### What you have to do
Could the lines from the one with "[locate] man wearing" through the end of the listing be restated exactly, with nothing else included?

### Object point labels
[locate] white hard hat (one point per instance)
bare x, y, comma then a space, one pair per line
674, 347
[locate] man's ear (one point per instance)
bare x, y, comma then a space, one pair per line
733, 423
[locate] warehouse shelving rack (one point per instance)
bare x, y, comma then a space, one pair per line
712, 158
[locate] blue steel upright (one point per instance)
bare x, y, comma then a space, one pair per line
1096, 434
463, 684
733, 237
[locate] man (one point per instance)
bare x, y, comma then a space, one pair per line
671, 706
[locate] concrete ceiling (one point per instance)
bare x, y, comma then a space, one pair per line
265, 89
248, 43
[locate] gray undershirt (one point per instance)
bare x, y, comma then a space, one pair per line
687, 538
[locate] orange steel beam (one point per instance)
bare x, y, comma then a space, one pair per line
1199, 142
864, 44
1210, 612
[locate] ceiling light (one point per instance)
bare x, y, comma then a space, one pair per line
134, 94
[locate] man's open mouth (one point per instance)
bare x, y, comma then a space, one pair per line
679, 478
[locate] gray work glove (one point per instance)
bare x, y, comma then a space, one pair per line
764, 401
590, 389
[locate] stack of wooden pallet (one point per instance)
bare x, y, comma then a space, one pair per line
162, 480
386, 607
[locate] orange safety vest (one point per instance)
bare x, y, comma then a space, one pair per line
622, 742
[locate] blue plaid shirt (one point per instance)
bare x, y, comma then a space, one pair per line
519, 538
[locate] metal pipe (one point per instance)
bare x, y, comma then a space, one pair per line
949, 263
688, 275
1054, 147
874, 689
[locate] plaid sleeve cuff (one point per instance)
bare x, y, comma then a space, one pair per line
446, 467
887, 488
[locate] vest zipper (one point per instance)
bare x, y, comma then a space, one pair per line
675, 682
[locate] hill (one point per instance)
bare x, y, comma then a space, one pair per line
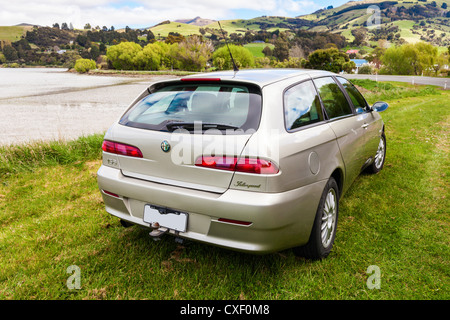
399, 21
197, 21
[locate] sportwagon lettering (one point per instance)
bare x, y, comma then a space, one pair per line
250, 160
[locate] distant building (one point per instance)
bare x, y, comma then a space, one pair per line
359, 63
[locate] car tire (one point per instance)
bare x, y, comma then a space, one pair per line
324, 228
380, 156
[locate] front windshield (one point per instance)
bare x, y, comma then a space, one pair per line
226, 105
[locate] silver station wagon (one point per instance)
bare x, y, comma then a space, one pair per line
254, 160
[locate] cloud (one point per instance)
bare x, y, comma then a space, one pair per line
139, 13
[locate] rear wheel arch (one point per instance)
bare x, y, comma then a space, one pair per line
338, 176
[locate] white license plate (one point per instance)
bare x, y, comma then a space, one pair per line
174, 221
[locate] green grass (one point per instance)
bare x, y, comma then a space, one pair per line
375, 91
52, 217
12, 34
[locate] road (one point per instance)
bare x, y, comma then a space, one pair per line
441, 82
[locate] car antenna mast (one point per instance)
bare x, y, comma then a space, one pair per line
235, 68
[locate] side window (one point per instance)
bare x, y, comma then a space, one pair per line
334, 100
301, 106
356, 97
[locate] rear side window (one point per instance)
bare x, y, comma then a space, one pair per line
301, 106
333, 99
197, 105
356, 97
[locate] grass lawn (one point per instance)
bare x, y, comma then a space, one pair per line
52, 217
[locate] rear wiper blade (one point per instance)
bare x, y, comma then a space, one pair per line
171, 126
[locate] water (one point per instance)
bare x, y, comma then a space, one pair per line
52, 104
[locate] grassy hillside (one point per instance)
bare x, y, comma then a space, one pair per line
52, 218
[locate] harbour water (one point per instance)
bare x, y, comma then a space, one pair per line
39, 104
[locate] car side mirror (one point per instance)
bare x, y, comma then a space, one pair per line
379, 106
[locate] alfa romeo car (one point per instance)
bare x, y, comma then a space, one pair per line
254, 160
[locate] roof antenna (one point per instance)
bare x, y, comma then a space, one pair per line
235, 68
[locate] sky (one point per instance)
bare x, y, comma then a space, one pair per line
143, 14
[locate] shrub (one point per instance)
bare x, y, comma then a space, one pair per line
365, 69
84, 65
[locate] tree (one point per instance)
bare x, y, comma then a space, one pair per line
192, 54
268, 52
123, 55
150, 35
331, 60
242, 57
150, 57
10, 53
410, 59
281, 50
84, 65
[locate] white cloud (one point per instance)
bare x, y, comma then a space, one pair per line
139, 13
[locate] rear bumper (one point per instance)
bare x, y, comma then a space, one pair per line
279, 220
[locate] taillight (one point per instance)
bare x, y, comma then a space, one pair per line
122, 149
247, 165
115, 195
238, 222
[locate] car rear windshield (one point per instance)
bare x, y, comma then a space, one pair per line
197, 105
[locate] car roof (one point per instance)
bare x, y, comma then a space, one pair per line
260, 77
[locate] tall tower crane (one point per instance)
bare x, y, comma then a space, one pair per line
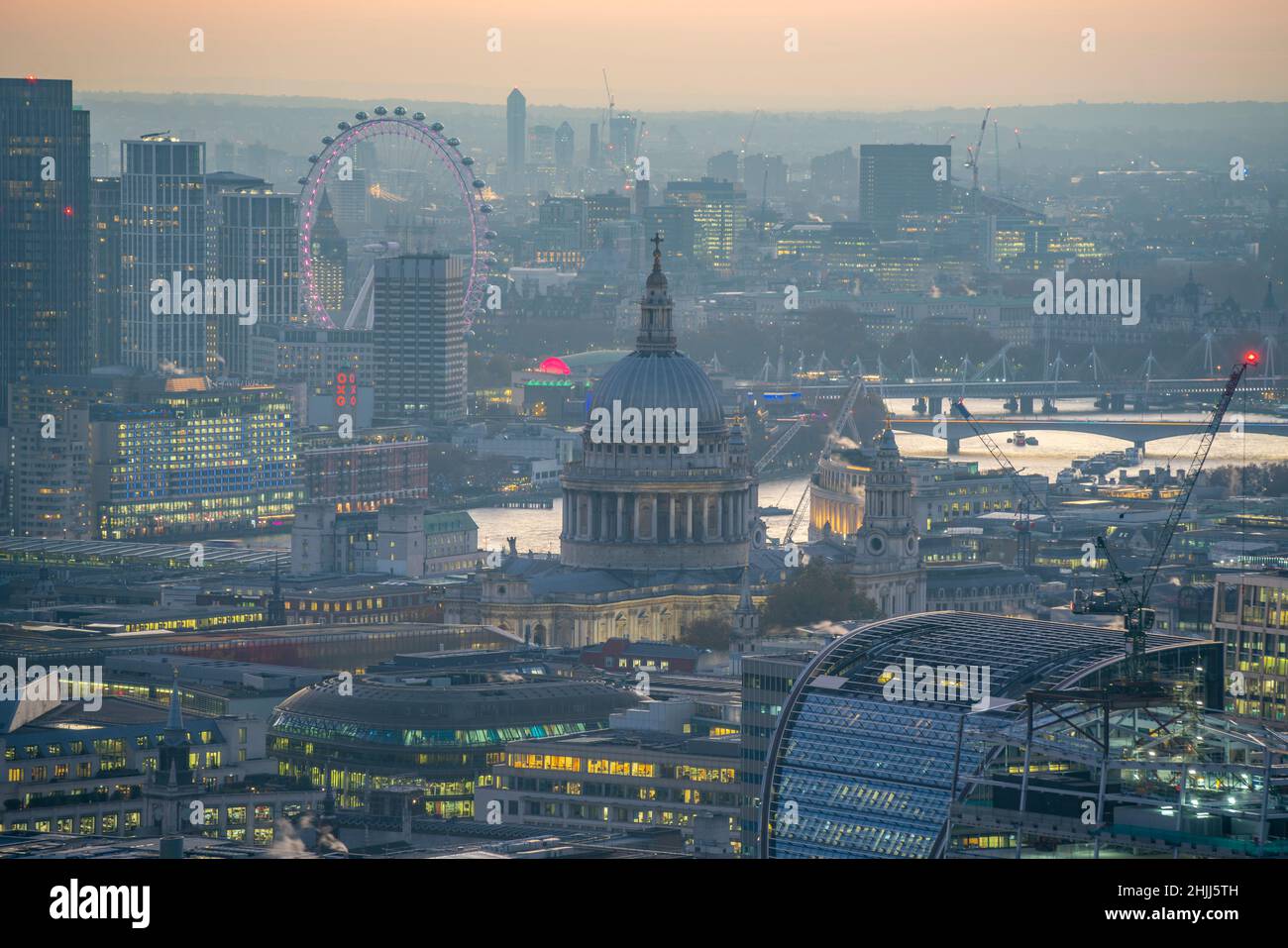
1132, 605
974, 155
608, 119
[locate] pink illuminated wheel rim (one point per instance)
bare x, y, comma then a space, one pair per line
446, 151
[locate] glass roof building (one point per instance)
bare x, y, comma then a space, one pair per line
903, 732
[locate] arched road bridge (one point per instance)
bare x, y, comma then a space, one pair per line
1138, 433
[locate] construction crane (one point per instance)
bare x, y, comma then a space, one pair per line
973, 155
746, 140
997, 158
1132, 605
1024, 526
608, 120
837, 420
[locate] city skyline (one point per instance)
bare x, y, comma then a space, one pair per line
845, 59
643, 433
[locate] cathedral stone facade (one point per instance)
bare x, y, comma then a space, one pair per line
861, 500
651, 506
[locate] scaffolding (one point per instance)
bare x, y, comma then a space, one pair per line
1129, 769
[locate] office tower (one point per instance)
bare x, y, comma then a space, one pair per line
562, 233
542, 146
675, 224
835, 178
162, 235
420, 352
101, 158
622, 141
722, 166
515, 138
897, 179
349, 200
46, 295
330, 257
219, 183
643, 191
106, 268
1249, 622
719, 215
193, 460
600, 207
258, 241
764, 176
565, 142
50, 458
226, 156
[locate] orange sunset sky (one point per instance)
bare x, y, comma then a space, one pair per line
666, 54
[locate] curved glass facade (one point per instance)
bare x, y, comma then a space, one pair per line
867, 749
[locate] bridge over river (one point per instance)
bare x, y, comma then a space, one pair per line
1137, 432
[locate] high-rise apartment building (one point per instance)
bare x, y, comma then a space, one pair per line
419, 327
622, 140
258, 241
50, 458
163, 233
46, 298
719, 217
106, 266
1249, 617
835, 178
562, 232
601, 207
897, 179
515, 140
724, 166
330, 257
565, 147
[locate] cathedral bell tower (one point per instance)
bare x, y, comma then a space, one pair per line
887, 565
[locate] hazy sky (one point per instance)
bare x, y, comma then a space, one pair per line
670, 54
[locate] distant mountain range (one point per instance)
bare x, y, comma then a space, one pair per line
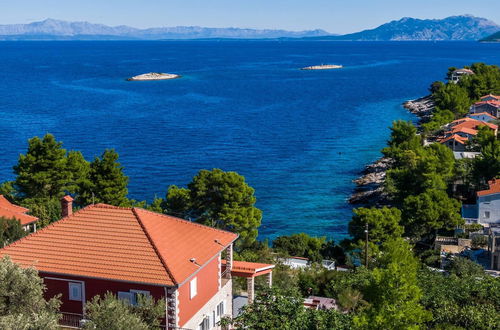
463, 27
62, 30
495, 37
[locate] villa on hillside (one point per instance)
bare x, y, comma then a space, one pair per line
494, 247
459, 73
486, 211
491, 107
460, 131
12, 211
131, 251
482, 116
455, 142
490, 97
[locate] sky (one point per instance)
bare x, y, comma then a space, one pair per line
335, 16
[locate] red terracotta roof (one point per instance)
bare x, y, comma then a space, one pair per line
464, 70
484, 114
492, 96
461, 120
466, 130
455, 137
9, 210
494, 103
127, 244
473, 124
494, 188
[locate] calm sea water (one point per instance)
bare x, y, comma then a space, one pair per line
299, 137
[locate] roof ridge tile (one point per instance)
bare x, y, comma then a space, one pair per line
153, 245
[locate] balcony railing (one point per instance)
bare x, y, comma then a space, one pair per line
71, 320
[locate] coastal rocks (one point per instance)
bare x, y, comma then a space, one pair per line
369, 187
421, 107
323, 67
154, 76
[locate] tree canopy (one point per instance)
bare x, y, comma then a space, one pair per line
393, 293
218, 199
429, 211
10, 231
22, 305
284, 309
106, 181
111, 313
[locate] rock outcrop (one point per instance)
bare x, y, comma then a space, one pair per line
369, 187
422, 107
154, 76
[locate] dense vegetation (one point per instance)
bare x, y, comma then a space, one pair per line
22, 305
10, 231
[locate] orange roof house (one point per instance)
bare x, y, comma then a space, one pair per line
492, 106
485, 116
129, 251
12, 211
493, 189
455, 142
490, 97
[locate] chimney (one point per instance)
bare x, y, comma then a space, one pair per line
67, 206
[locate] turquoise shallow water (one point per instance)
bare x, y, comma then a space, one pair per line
299, 137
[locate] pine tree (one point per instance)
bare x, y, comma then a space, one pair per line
22, 305
107, 183
42, 172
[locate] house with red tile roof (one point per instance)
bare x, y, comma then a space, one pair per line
482, 116
454, 142
457, 74
490, 97
486, 211
12, 211
131, 251
492, 107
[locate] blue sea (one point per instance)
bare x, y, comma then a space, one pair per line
298, 137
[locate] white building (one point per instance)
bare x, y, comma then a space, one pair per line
486, 211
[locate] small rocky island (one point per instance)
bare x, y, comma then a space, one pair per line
154, 76
323, 67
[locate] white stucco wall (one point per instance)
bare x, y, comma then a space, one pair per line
224, 294
491, 204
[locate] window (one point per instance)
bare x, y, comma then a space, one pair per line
193, 288
205, 324
136, 293
126, 296
220, 309
75, 291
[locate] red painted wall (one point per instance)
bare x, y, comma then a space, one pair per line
208, 286
93, 287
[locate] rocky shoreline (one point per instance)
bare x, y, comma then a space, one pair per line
370, 186
421, 107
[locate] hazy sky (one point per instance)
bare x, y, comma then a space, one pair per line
336, 16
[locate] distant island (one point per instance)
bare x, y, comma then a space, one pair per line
154, 76
51, 29
495, 37
322, 67
465, 27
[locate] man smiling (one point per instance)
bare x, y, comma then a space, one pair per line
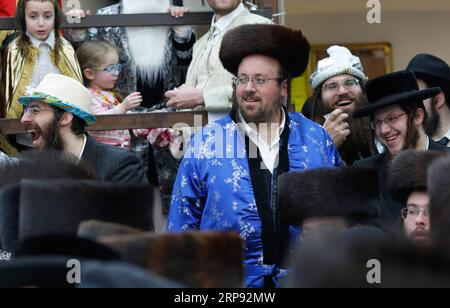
398, 118
338, 84
260, 141
56, 115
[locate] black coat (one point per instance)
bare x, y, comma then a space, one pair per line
390, 210
113, 164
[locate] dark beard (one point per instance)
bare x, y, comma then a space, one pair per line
360, 144
264, 115
412, 137
434, 118
52, 136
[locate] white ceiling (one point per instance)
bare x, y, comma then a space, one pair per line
349, 6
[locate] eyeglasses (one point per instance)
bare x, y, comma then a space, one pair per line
113, 69
412, 211
334, 86
258, 81
391, 121
34, 110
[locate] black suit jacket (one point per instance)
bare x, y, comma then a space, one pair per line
390, 210
113, 164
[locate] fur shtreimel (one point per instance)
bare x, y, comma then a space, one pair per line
197, 260
409, 172
345, 192
288, 46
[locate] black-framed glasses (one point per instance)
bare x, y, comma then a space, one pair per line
412, 211
113, 69
258, 81
333, 86
390, 120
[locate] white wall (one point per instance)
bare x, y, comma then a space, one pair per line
409, 33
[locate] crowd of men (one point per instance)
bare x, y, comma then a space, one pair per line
264, 197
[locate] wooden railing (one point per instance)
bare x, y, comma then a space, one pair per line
129, 121
134, 20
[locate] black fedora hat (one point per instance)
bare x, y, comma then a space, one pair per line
431, 69
397, 88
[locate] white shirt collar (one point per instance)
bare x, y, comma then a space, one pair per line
50, 41
222, 24
447, 135
84, 146
255, 136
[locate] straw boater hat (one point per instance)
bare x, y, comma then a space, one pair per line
64, 93
287, 46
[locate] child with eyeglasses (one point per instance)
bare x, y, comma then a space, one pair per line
99, 62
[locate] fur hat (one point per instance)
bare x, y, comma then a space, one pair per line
43, 165
438, 183
58, 207
409, 172
94, 229
287, 46
347, 192
197, 260
70, 246
340, 61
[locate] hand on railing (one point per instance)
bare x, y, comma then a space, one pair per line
75, 16
185, 97
132, 101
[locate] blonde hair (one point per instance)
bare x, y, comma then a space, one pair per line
91, 54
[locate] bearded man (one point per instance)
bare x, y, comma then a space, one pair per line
338, 85
432, 71
228, 178
398, 118
155, 59
56, 115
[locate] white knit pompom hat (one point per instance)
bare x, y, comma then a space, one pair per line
341, 61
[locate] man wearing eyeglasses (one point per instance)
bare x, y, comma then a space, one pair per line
228, 178
432, 71
338, 84
398, 118
408, 185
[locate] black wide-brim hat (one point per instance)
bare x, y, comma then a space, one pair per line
431, 69
287, 46
399, 88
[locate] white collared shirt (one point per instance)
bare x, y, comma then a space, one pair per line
84, 146
44, 64
447, 135
269, 153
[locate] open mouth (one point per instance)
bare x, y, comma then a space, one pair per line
36, 135
345, 103
391, 140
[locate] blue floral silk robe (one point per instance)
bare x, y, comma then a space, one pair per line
214, 190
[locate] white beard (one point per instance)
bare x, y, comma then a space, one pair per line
147, 44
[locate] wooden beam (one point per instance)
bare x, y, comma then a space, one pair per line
134, 20
126, 121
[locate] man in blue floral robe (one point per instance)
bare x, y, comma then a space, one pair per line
228, 178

### Response to this task
[locate] man wearing eyeglasses (one point per instance)
bare x, y, comma then a space, one pair per line
228, 178
432, 71
338, 84
398, 118
408, 185
[locate] black wide-brim hat (one point per instance)
bare x, y, comma then a space, one pair per line
431, 69
287, 46
399, 88
[locate] white collared shirt (one point per instance)
bare x, y, comma then a space, one pair per line
84, 146
44, 64
447, 135
269, 153
[locate] open mouth (one point per instance)
bare x, y, comma then a space, one pair per line
36, 135
345, 103
391, 140
[locate] blue floral silk robe (one point per instance)
bare x, y, comma then a space, one pair per line
214, 190
[locate] white beard (one point per instance)
bare x, y, comma then a space, one pair per line
147, 44
[locate] wooden beam (one point per instance)
bare x, y, comma then a space, one pair per line
134, 20
126, 121
[locate] man in blue floral robe (one point per instance)
bare x, y, comma then a space, one pair per line
228, 178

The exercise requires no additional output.